▸ **Direction 1**: Reproduce word for word the lines of the records from the one containing "Place a pin on every instance of the house" down to the final line of the records, including both ends.

▸ **Selected excerpt**:
------------

Optimizing a 3D multi-physics continuum mechanics code for the HPE Apollo 80 System

Vince Graziano
Howard Pritchard
David Nystrom
Brandon Smith
Brian Gravelle

5/5/2021

LA-UR-21-24202
Presentation Outline

- Description of Pagosa and Shaped Charge
- Running Pagosa on HPE Apollo 80 A64FX node
- Performance limitations
- Role of Compilers
- Code refactoring to improve performance
- Compare to other Processor types
- Conclusions
Pagosa

- 3 dimensional, multi-material shock wave physics code
- Uses a structured cartesian mesh
- Explicit finite difference method in the Eulerian frame used to solve equations of motion, etc.
- Material equations-of-state (EOS) can be evaluated analytically or via tabular lookup
- Written in Fortran (F2003), makes extensive use of array syntax and Fortran intrinsics
- Parallelism – MPI only
- Uses OpenMP for GPU offload (not subject of this talk)

------------

(Saved entries)
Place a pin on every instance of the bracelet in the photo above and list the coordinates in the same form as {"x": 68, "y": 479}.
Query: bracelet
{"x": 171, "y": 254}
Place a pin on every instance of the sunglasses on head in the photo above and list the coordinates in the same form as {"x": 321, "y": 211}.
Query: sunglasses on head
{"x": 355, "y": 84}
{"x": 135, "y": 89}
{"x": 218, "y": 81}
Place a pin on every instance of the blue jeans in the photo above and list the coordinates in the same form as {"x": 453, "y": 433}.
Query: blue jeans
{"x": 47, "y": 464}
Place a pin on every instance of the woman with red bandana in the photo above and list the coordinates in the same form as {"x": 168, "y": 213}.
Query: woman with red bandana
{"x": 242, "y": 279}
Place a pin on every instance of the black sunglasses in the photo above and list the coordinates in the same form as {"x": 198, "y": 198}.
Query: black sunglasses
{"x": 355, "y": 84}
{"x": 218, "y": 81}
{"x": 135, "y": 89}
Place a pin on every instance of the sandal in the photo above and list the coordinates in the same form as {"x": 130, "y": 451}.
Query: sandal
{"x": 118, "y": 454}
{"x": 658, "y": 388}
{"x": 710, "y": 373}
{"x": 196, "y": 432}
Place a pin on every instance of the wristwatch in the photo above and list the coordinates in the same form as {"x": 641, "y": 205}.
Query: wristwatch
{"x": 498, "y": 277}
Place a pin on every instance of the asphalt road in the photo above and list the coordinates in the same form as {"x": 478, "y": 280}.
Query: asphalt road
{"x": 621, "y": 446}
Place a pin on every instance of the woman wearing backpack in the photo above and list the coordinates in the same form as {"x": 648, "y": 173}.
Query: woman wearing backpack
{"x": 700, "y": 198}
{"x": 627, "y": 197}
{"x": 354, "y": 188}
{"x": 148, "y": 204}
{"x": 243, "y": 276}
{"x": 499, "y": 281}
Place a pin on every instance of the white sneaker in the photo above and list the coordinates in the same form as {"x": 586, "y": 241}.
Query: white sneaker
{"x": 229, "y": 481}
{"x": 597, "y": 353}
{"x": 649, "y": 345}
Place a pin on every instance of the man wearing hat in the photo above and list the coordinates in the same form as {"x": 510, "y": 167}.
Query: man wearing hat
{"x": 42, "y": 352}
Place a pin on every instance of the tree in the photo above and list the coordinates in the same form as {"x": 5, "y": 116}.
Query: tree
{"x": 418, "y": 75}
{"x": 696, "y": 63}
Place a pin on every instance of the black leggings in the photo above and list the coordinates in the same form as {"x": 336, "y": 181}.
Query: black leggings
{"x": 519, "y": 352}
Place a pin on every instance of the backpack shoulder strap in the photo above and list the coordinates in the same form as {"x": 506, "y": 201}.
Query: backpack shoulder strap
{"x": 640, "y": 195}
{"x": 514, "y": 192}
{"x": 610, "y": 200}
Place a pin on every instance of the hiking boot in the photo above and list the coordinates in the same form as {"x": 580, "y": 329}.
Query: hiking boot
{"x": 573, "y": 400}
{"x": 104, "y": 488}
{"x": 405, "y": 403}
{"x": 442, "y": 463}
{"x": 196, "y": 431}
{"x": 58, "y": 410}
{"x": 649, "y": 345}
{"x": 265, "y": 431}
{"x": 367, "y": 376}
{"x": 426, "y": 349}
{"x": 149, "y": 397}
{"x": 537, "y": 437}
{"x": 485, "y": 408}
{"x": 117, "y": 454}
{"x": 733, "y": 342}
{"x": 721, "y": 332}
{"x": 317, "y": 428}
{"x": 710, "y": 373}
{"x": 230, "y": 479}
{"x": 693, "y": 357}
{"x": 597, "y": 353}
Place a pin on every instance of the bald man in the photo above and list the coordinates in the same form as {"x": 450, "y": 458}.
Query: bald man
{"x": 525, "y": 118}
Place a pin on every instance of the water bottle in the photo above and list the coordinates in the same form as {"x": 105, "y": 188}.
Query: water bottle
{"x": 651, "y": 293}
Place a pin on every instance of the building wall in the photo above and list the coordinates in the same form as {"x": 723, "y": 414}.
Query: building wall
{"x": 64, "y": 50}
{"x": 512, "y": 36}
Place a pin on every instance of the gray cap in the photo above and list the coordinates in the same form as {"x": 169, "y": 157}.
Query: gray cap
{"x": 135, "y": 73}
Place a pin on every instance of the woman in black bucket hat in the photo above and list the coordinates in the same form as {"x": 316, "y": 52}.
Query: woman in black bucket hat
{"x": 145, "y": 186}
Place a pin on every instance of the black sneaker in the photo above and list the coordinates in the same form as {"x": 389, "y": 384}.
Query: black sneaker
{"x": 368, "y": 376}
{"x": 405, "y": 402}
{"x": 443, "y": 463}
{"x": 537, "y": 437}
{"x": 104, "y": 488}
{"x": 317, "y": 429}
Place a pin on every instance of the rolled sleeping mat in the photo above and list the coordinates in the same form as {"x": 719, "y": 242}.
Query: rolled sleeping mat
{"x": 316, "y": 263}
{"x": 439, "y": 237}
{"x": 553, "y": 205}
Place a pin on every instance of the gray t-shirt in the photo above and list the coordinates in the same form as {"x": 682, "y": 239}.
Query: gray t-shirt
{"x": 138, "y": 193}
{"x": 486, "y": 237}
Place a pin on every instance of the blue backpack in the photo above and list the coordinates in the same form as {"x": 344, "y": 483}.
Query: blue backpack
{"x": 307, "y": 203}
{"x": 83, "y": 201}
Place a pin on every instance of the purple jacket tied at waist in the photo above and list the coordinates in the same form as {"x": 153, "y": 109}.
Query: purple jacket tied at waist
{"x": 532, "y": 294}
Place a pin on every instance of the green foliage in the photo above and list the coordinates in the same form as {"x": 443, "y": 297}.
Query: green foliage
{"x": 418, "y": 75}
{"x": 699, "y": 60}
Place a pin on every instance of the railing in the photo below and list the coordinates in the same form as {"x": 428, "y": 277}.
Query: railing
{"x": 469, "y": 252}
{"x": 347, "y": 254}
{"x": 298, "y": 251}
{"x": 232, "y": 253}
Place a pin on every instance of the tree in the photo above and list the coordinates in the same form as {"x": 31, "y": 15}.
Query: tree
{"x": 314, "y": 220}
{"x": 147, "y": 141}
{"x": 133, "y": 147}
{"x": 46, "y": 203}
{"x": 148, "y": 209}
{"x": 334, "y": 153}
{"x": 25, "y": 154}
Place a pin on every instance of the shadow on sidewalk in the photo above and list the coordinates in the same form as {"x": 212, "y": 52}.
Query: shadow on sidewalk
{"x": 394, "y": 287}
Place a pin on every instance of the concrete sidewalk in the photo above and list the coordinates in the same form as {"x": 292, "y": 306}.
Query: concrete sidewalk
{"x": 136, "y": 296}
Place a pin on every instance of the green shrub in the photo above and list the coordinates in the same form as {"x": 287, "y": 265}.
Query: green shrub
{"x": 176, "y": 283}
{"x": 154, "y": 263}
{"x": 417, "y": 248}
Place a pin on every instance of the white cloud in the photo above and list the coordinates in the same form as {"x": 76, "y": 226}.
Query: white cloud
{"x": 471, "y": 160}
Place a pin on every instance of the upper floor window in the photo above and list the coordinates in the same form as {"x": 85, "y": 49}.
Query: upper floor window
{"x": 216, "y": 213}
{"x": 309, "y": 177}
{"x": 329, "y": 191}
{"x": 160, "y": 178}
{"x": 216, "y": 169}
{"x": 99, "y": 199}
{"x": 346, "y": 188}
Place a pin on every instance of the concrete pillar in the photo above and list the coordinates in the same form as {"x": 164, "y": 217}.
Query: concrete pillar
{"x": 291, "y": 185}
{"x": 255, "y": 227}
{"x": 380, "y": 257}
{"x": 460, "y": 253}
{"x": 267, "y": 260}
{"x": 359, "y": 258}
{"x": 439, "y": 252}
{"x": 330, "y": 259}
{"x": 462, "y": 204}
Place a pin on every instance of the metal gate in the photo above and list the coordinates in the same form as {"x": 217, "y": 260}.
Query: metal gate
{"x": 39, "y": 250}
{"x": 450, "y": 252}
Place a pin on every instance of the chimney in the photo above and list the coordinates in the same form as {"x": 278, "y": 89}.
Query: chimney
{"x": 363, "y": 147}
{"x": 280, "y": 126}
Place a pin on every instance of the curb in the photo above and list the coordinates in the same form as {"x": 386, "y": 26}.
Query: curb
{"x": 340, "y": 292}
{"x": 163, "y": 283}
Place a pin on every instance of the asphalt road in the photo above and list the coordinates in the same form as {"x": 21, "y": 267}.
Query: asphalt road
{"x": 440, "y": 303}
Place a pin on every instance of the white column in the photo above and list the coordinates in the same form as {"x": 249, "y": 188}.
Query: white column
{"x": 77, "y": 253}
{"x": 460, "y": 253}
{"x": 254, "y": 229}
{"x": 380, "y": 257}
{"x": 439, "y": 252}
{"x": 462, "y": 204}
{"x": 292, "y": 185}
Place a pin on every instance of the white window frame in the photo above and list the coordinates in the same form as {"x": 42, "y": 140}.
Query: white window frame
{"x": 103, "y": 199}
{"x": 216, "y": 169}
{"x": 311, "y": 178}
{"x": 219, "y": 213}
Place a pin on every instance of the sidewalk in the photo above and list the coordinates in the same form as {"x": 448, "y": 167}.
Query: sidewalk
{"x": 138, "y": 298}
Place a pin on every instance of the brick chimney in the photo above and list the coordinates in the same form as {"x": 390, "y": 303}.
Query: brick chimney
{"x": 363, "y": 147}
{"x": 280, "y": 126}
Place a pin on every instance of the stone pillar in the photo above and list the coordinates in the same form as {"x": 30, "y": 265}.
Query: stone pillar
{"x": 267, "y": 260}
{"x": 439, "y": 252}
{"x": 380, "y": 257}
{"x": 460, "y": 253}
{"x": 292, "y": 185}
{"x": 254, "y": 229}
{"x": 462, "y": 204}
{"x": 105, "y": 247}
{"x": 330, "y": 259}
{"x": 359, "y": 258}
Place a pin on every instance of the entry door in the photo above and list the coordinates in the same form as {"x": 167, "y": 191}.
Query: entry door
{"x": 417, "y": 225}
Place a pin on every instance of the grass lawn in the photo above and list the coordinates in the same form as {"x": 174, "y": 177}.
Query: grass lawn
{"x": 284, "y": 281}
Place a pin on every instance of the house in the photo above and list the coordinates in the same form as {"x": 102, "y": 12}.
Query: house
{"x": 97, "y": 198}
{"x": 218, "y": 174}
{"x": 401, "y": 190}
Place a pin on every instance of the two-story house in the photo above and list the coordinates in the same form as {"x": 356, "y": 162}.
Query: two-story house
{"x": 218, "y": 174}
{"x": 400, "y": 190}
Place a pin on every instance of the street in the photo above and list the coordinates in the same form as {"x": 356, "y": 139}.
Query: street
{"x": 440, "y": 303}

------------

▸ **Direction 2**: Name every person listed as an author at the start of the Pagosa presentation.

▸ **Task result 1**:
Place a pin on every instance of the house in the photo above and list the coordinates in the same form as {"x": 102, "y": 12}.
Query: house
{"x": 97, "y": 198}
{"x": 218, "y": 174}
{"x": 401, "y": 190}
Place a pin on every instance of the two-story house in the photo above and list the coordinates in the same form as {"x": 356, "y": 162}.
Query: two-story house
{"x": 218, "y": 174}
{"x": 400, "y": 190}
Place a pin on every instance of the street in the photo above and list the coordinates in the same form as {"x": 356, "y": 139}.
Query: street
{"x": 440, "y": 303}

▸ **Task result 2**: Vince Graziano, Howard Pritchard, David Nystrom, Brandon Smith, Brian Gravelle